* start Page text *
What's the plan for this patch?

Best regards,
Tomasz

> >
> > regards,
> > Nicolas
> >
> > >
> > > > buffer. This seems to be the requirement of the hardware/firmware
> > > > handled by the venus driver. If the device is behind an IOMMU, which
> > > > is the case for the SoCs in question, the underlying DMA ops will
> > > > actually allocate a discontiguous set of pages, so it has nothing to
> > > > do to system memory amount or fragmentation. If for some reason the
> > > > IOMMU can't be used, there is no way around, the memory needs to be
> > > > contiguous because of the hardware/firmware/driver expectation.
> > > >
> > > > On the other hand, the vb2-dma-sg allocator doesn't have any
> > > > continuity guarantees for the DMA, or any other, address space. The
> > > > current code works fine, because it calls dma_map_sg() on the whole
> > > > set of pages and that ends up mapping it contiguously in the IOVA
> > > > space, but that's just an implementation detail, not an API guarantee.
> > >
> > > It was good to know. Thanks for the explanation.
> > >
> > > >
> > > > Best regards,
> > > > Tomasz
> > > >
> > > > >
> > > > > [1]
> > > > > https://elixir.bootlin.com/linux/v5.10.1/source/drivers/iommu/dma-iommu.c#L782
> > > > >
> > > > > > is always enforced. Since the device is supposed to be behind an IOMMU
> > > > > > this should have little to none practical consequences beyond making the
> > > > > > driver not rely on a particular behavior of the SG implementation.
> > > > > >
> > > > > > Reported-by: Tomasz Figa <tfiga@chromium.org>
> > > > > > Signed-off-by: Alexandre Courbot <acourbot@chromium.org>
> > > > > > ---
> > > > > > Hi everyone,
> > > > > >
> > > > > > It probably doesn't hurt to fix this issue before some actual issue
> > > > > > happens.
* end Page text *
Answer these from the patch discussion above:
1. Who is credited in the Reported-by line?
2. Which allocator has no continuity guarantees for the DMA address space?
3. What function does the current code call on the whole set of pages?
* start Records provided *
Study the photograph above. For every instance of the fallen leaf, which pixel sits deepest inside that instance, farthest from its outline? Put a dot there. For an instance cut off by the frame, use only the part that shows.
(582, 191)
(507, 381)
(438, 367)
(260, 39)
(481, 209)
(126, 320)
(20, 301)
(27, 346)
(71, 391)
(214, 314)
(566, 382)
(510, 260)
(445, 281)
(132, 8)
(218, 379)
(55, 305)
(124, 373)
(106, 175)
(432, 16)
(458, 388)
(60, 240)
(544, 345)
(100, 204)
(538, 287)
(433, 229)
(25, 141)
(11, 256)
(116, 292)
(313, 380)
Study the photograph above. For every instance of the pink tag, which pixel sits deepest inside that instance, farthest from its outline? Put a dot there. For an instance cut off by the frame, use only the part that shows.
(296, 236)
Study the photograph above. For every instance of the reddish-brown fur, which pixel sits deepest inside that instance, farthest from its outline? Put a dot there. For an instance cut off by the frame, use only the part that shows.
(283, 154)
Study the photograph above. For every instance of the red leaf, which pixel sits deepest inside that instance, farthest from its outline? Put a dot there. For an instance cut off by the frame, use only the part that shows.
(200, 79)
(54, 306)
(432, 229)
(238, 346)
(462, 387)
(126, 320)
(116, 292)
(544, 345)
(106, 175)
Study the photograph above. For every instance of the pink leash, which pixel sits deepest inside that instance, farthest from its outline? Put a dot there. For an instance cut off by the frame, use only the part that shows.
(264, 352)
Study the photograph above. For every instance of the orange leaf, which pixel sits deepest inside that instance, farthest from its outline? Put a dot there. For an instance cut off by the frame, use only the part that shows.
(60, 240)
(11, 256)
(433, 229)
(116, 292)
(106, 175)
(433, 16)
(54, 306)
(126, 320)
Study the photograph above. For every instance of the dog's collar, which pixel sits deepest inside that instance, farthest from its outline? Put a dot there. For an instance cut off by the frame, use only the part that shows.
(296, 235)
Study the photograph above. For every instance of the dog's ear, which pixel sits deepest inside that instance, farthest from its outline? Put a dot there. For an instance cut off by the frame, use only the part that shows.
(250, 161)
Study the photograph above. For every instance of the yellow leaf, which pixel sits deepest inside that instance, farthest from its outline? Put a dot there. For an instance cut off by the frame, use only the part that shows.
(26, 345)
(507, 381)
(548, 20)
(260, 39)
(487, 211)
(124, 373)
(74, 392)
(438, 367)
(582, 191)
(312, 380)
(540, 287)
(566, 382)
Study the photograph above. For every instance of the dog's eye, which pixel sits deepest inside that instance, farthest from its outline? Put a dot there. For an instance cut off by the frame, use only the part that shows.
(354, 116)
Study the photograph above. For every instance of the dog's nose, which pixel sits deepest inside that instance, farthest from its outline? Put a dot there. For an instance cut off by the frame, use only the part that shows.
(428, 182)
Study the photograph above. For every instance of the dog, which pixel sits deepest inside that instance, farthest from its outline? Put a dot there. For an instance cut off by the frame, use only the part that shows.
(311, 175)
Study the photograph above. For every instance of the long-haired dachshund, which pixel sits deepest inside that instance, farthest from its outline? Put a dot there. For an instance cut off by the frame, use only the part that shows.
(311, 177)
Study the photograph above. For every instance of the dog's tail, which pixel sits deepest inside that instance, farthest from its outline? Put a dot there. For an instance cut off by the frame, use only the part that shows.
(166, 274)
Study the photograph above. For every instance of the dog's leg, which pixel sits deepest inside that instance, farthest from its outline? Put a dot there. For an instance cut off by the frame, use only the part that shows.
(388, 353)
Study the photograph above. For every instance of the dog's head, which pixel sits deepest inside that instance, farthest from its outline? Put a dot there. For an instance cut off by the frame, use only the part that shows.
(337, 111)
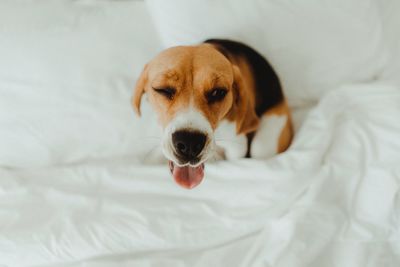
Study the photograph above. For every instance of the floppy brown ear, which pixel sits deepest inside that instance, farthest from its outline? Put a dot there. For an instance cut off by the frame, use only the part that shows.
(244, 109)
(139, 90)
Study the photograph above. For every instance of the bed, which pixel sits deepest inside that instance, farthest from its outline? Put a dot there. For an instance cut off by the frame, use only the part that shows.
(74, 190)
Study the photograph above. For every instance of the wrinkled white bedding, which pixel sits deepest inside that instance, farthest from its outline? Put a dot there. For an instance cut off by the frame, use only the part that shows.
(332, 200)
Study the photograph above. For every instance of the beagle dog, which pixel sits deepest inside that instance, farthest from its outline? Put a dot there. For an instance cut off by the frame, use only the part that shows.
(218, 99)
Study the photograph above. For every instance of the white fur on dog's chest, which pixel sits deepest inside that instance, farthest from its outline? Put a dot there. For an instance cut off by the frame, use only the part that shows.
(264, 144)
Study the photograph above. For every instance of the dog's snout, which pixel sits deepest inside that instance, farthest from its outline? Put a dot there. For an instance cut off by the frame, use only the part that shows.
(188, 145)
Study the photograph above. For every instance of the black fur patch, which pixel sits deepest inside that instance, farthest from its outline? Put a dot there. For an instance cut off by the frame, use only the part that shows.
(267, 86)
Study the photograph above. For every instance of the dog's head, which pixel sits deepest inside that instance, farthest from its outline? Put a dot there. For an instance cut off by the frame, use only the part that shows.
(192, 89)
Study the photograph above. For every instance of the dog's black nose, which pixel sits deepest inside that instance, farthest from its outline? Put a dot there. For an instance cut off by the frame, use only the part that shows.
(188, 144)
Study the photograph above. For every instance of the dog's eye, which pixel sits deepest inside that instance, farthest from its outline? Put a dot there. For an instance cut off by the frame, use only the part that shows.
(216, 94)
(167, 92)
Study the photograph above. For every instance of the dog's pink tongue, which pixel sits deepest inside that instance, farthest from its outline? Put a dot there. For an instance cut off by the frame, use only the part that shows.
(187, 176)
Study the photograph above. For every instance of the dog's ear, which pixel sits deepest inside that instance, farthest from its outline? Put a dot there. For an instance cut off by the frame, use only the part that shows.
(139, 90)
(243, 108)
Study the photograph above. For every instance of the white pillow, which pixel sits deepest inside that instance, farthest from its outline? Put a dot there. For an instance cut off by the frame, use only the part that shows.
(314, 45)
(67, 73)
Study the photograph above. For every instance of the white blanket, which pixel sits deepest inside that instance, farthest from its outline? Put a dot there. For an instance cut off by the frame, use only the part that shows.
(332, 200)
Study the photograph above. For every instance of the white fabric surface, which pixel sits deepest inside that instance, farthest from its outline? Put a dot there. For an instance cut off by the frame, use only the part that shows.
(315, 46)
(331, 200)
(67, 72)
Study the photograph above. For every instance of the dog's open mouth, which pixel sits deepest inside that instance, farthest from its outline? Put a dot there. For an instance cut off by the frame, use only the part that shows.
(187, 176)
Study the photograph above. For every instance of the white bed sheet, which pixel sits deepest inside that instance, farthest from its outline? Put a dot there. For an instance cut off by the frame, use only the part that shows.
(332, 200)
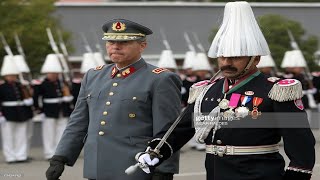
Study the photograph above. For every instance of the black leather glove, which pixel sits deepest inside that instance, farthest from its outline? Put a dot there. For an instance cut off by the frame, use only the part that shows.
(56, 167)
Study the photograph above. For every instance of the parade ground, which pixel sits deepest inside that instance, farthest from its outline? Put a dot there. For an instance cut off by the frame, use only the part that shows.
(191, 166)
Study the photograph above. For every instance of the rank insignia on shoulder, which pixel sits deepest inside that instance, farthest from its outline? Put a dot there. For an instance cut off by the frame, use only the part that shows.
(249, 93)
(98, 68)
(273, 79)
(36, 82)
(159, 70)
(299, 104)
(286, 90)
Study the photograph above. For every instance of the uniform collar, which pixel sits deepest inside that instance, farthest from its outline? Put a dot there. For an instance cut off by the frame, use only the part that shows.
(127, 71)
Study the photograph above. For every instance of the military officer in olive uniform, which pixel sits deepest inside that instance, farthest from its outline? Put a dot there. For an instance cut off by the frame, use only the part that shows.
(250, 111)
(15, 113)
(120, 108)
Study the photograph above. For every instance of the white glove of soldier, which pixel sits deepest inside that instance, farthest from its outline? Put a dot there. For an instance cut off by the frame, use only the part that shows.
(145, 161)
(28, 102)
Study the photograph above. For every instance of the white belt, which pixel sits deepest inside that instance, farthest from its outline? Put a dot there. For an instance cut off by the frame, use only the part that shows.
(52, 100)
(241, 150)
(12, 103)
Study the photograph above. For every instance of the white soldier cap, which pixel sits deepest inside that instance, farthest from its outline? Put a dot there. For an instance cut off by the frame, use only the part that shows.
(293, 58)
(189, 60)
(167, 60)
(202, 63)
(64, 63)
(239, 34)
(266, 61)
(21, 64)
(9, 67)
(98, 59)
(51, 64)
(88, 62)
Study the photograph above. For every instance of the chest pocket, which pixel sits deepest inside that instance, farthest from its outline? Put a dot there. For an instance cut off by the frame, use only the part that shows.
(92, 97)
(135, 98)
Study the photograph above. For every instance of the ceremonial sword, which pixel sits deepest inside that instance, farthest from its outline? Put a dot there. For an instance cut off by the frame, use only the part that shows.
(155, 153)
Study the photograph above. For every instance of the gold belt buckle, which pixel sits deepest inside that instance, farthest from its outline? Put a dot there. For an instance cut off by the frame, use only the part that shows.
(220, 151)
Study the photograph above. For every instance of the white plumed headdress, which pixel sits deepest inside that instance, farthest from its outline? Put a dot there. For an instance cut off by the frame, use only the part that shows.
(239, 34)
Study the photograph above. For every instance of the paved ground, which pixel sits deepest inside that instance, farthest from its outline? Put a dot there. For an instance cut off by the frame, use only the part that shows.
(192, 166)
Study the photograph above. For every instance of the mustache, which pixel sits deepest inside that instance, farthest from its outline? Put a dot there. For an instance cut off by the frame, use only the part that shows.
(230, 68)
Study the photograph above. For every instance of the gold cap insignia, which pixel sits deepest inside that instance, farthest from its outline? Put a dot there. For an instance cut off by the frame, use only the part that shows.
(119, 26)
(98, 68)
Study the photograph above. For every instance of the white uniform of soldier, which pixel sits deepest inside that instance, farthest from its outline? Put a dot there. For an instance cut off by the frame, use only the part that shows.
(14, 125)
(55, 105)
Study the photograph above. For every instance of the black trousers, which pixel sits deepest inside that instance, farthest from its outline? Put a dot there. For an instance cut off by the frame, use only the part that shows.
(159, 176)
(162, 176)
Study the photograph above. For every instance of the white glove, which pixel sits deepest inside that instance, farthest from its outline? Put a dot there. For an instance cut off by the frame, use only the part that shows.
(145, 161)
(2, 119)
(67, 98)
(28, 102)
(38, 117)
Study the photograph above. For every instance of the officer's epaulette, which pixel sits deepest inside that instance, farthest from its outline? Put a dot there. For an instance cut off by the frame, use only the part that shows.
(285, 90)
(77, 80)
(197, 88)
(315, 74)
(35, 82)
(98, 68)
(159, 70)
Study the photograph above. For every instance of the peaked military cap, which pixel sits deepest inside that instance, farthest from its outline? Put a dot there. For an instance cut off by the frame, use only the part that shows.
(124, 30)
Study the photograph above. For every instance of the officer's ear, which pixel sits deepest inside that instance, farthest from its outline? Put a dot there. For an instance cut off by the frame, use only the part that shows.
(256, 60)
(143, 45)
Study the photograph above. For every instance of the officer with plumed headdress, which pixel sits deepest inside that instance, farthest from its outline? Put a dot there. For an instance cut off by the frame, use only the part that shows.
(242, 116)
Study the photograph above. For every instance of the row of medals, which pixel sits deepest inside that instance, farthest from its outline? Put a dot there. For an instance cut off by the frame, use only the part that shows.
(239, 112)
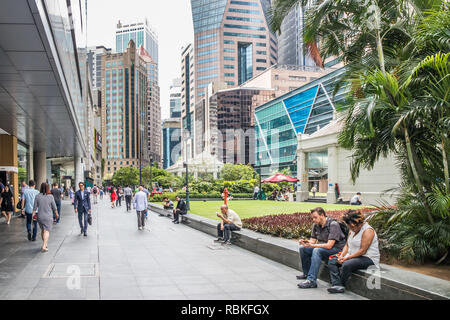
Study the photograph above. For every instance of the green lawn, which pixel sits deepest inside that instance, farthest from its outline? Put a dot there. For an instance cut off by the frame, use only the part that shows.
(256, 208)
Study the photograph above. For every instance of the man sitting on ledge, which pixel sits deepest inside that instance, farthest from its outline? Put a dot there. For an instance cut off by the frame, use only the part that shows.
(326, 239)
(230, 222)
(360, 252)
(167, 204)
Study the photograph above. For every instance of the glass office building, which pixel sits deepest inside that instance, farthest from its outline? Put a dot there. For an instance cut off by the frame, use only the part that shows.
(301, 111)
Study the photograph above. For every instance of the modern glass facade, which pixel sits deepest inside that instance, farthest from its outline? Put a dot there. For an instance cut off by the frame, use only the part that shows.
(171, 142)
(291, 48)
(303, 110)
(245, 62)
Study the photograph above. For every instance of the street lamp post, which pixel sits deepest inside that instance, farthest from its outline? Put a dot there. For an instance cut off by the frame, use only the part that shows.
(260, 190)
(151, 175)
(187, 185)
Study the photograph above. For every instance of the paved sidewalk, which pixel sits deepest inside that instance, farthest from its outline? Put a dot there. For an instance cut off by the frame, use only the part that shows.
(117, 261)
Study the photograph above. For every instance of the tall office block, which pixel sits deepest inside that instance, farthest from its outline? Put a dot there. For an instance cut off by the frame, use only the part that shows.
(171, 141)
(233, 42)
(94, 57)
(124, 109)
(153, 110)
(175, 98)
(291, 48)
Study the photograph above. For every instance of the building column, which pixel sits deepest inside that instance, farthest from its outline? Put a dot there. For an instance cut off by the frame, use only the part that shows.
(79, 174)
(332, 174)
(302, 176)
(40, 167)
(9, 158)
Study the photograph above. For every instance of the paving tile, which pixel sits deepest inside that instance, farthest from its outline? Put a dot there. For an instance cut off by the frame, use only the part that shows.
(168, 262)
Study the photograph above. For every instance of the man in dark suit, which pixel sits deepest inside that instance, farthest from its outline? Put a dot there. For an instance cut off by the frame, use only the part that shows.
(180, 209)
(82, 204)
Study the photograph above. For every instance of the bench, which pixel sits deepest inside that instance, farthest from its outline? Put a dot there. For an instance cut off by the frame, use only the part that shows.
(396, 283)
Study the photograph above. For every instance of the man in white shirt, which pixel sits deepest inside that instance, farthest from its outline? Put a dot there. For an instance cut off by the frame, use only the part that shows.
(255, 193)
(128, 194)
(230, 222)
(141, 204)
(356, 200)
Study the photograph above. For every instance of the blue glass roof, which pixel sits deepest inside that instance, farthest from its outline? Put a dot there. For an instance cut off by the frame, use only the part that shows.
(299, 107)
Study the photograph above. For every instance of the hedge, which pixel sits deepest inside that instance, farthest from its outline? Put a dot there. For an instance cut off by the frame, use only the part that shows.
(290, 226)
(194, 195)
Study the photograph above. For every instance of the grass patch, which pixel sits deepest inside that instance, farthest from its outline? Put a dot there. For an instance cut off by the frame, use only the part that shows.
(257, 208)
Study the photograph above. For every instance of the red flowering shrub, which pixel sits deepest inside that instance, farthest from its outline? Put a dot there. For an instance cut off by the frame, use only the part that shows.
(290, 226)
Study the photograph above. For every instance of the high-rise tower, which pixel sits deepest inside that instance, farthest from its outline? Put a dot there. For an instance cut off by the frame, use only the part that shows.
(232, 42)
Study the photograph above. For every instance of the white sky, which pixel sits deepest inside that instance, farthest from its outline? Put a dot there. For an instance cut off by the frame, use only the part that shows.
(170, 19)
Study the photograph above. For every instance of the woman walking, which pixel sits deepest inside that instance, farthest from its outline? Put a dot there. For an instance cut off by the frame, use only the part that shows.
(6, 203)
(45, 204)
(113, 197)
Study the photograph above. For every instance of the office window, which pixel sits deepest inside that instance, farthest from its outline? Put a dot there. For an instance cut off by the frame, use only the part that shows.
(297, 78)
(243, 11)
(246, 35)
(238, 26)
(244, 3)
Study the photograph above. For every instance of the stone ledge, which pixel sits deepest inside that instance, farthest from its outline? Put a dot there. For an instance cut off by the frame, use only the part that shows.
(396, 283)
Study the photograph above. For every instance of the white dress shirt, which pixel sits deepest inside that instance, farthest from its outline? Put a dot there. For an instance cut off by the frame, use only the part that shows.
(140, 201)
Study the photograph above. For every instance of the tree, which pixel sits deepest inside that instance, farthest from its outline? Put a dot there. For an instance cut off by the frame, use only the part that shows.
(396, 55)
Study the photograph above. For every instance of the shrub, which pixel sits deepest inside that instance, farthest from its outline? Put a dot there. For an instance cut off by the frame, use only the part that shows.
(290, 226)
(196, 195)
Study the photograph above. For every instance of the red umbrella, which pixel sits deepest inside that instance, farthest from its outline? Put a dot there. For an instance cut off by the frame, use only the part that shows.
(279, 177)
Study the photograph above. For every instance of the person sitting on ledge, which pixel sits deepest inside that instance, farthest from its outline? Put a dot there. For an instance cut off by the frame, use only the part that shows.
(360, 252)
(180, 209)
(230, 222)
(356, 200)
(167, 204)
(326, 239)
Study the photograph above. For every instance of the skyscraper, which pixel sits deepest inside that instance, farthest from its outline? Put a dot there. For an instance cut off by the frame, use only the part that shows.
(233, 42)
(291, 48)
(153, 109)
(94, 56)
(124, 109)
(146, 41)
(175, 98)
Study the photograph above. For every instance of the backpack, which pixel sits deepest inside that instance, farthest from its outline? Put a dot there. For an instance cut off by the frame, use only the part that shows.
(342, 225)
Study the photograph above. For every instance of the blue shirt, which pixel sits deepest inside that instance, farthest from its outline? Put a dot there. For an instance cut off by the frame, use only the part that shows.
(29, 194)
(140, 200)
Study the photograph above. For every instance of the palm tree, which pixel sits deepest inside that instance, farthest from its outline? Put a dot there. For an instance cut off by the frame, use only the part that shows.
(398, 100)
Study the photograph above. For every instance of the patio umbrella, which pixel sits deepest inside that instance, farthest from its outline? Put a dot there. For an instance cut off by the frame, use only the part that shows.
(279, 177)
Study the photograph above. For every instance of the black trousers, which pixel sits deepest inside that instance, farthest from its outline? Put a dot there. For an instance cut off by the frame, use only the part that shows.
(226, 232)
(339, 274)
(141, 218)
(176, 215)
(128, 202)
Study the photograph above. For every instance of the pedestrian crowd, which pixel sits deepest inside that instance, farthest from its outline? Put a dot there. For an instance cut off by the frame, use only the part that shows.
(345, 246)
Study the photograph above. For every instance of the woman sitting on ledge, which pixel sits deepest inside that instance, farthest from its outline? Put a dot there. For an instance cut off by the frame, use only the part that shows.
(360, 252)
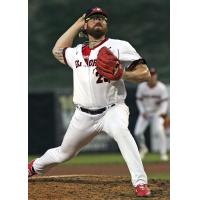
* end Records provided *
* Answer to the problem *
1. Tomasz Figa
2. vb2-dma-sg
3. dma_map_sg()